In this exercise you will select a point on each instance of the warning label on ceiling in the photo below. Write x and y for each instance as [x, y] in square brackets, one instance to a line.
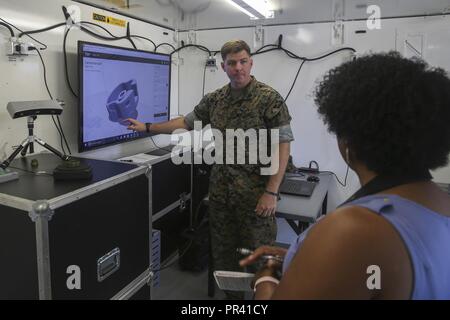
[110, 20]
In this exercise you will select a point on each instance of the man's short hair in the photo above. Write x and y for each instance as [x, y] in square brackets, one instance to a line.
[234, 46]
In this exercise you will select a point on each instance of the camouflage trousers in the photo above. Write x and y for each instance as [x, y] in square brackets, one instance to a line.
[235, 225]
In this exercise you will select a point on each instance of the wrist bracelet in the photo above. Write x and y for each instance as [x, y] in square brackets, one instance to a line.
[276, 194]
[265, 279]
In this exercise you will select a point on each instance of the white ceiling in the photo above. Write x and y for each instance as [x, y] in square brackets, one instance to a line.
[206, 14]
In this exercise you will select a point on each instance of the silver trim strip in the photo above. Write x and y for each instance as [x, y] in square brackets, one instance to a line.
[42, 213]
[94, 188]
[169, 208]
[134, 286]
[16, 202]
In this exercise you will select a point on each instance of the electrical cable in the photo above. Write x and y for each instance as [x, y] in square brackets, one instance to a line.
[60, 130]
[65, 63]
[345, 179]
[151, 137]
[165, 43]
[45, 46]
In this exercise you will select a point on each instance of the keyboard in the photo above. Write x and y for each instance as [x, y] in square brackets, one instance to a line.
[297, 187]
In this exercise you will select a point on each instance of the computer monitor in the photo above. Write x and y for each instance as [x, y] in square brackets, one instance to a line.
[116, 84]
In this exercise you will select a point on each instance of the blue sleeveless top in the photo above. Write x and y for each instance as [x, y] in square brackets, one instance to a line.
[426, 235]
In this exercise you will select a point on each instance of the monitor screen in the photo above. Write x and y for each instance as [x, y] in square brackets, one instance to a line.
[116, 84]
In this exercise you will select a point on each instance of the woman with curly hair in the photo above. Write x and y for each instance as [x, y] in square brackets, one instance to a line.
[391, 239]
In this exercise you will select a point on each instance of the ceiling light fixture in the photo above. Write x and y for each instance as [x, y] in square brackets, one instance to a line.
[255, 9]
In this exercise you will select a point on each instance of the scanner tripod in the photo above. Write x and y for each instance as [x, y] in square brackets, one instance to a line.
[28, 144]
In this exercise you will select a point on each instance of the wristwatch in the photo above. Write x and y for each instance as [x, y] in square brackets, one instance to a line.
[147, 127]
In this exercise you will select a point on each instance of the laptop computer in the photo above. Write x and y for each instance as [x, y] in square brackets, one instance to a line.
[297, 187]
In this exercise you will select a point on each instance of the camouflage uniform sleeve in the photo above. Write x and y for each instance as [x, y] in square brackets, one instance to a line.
[277, 116]
[200, 113]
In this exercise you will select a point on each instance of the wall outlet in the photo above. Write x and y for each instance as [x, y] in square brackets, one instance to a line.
[192, 37]
[258, 37]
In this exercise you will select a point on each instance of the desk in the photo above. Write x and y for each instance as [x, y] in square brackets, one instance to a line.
[298, 209]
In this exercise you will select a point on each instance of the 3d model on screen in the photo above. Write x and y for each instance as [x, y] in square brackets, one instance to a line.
[122, 102]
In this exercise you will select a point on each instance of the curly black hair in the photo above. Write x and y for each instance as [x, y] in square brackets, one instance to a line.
[394, 113]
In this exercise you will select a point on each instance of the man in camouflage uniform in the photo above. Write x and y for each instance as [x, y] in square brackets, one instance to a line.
[242, 201]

- - - - -

- **STATED PROBLEM**
Can you rewrite all the items above with "photo" changed to "image" throughout and everything else left as it is? Leave the pictures out of your answer.

- **WRITTEN REPLY**
In this exercise you will select a point on each instance of the warning label on ceiling in the image below. Write x and y for each instance as [x, y] in square brackets, one instance to a line.
[110, 20]
In this exercise you will select a point on each instance of the man's short hair in the image above. Write x and y for each instance as [x, y] in square brackets, one instance to a line.
[234, 46]
In this exercise you will select a point on each instance of the camouflage trousers in the image above. Write x and y for each instance as [x, y] in square brackets, one instance to a line.
[235, 225]
In this exercise you will select a point on each instance of the wrist bracelet in the image above. Write x and y for each instance as [x, y] in square brackets, one instance to a line.
[276, 194]
[265, 279]
In this exercise you will select a point on each instance of the white ceiling in the image above. Write x and y for each instance as [x, y] in square brackets, one instance to a line.
[206, 14]
In this exercise you will select a point on each instance of the silver trim strip in the image above. Write x and y for each instance as [x, y] in square brackets, one instance to a line.
[42, 213]
[94, 188]
[169, 208]
[134, 286]
[16, 202]
In this exercise you will select a point on each instance of the electrical cable in the image above. Write x and y for each instance as [x, y] in square brackets, one instance to a line.
[60, 130]
[65, 63]
[345, 179]
[151, 137]
[165, 43]
[45, 46]
In this exercise you will select a point on each instance of the keyboard in the image above. Write x and y for each instance as [x, y] in square brackets, one instance to a line.
[297, 187]
In this exercise you will select a point on each instance of the computer monitor in the image above. Write x and y for each instance as [x, y] in square brackets, one instance to a line.
[116, 84]
In this exercise you will select a point on each instance of the blue sleeveless top in the image above. Write x and y for each instance as [x, y] in square brackets, one instance to a line.
[426, 235]
In this exercise you will select a point on each instance of the monitor screen in the image above. Write x and y for each instance as [x, y] in square brackets, one instance to a line.
[116, 84]
In this exercise you will select a point on each instance of the woman with curly hair in the image above. Write x and y for each instance as [x, y] in square brackets, one instance to a line.
[391, 239]
In this exercise you will select a point on each instance of the ceiling light fixture in the image above. Write x and y for each instance as [x, y] in square brackets, one instance to a line.
[255, 9]
In this exercise you will select a point on each instance of the scanner tripod in the image above. Write x and y for each instance as [x, y] in square brackets, one instance to a line.
[28, 144]
In this exercise you will select a point on each instance of the wristwatch in the image above. Write x and y for each instance as [x, y] in square brackets, one instance to a line.
[147, 127]
In this exercise you will select a point on each instance of the laptop computer in the image above. Write x and y for each instance as [x, y] in square brackets, one instance to a line.
[297, 187]
In this exercise you will select a point on each instance of the camouflage uniform sleeve in the image above. Write x and y for each instance as [x, y] in square brackets, one instance to a line.
[277, 116]
[200, 113]
In this exercise you will select a point on each instance of the wall outlet in the image above. Write x and y for each instance as [x, y] in square brackets, one instance to a line.
[192, 37]
[258, 37]
In this exercise you will select a point on each instance of the desk in the image above. Write x and y for each instance as [x, y] in square brackets, one instance to a line.
[298, 209]
In this exercise you will select a point on each instance of the 3d model on screen in the image above. Write x and y for each instance as [x, y] in square brackets, one instance to a line.
[122, 102]
In this exercise you will select a point on each instance of the curly black hair in the image above. Write x and y for each instance as [x, y] in square brackets, one instance to a line.
[394, 113]
In this exercise you will select a point on each instance of the man in camouflage uniform in the image above. Write x and y for each instance as [x, y] in square brackets, one instance to a line.
[242, 201]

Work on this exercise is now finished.